» PROVIDED PASSAGE
On 21 July, sections 65 and 66 of the Domestic Abuse Act 2021 came into force. These new regulations ensure that perpetrators and alleged perpetrators of domestic abuse will no longer be authorised to cross-examine their victims in court in person. In some cases when cross-examination is necessary, the court will appoint a legal professional to carry out the process.
Cross-examination from an abuser can be a terrifying prospect for anyone who has suffered domestic abuse. It can put an individual at a disadvantage as it can potentially diminish the quality of their evidence. The new updates will ensure that justice is carried out fairly for both sides.
The change forms part of the government’s efforts to better support victims in court and reduce trauma. Other special measures include separate entrances for the victims and their alleged abuser, and security screens so that both parties are unable to see each other.

» PROVIDED DATA

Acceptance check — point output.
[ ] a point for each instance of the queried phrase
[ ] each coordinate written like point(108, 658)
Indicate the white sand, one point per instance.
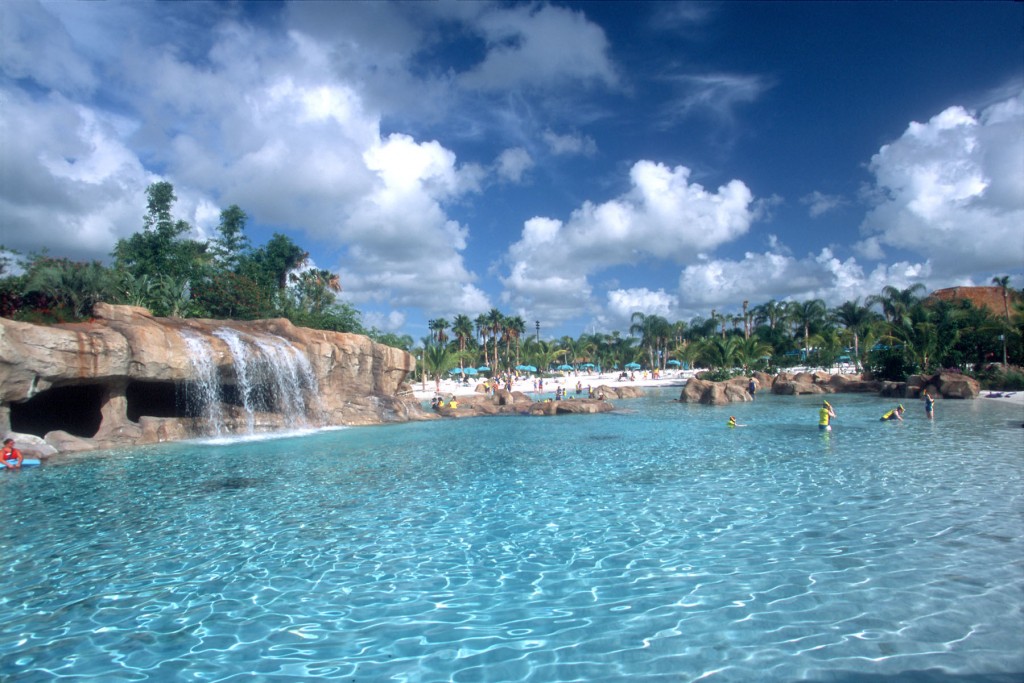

» WHAT TO WORK ON
Continue the passage about the Domestic Abuse Act 2021 and cross-examination in court, picking up after its final sentence.

» EXPECTED ANSWER
Justice Minister, Tom Pursglove MP said:
“Going to court about family issues can be a traumatic experience, so victims of domestic abuse shouldn’t face the extra torment of being cross-examined by their abuser.”
“The family law team at Pinney Talfourd welcome these changes in the law which are long overdue. They will go some to protecting victims of domestic abuse who take part in court proceedings. As members of Resolution we will continue to campaign for more changes in the law.”
If you wish to know more about domestic abuse from a legal standpoint, please contact one of our specialist family lawyers who will be able to assist you further.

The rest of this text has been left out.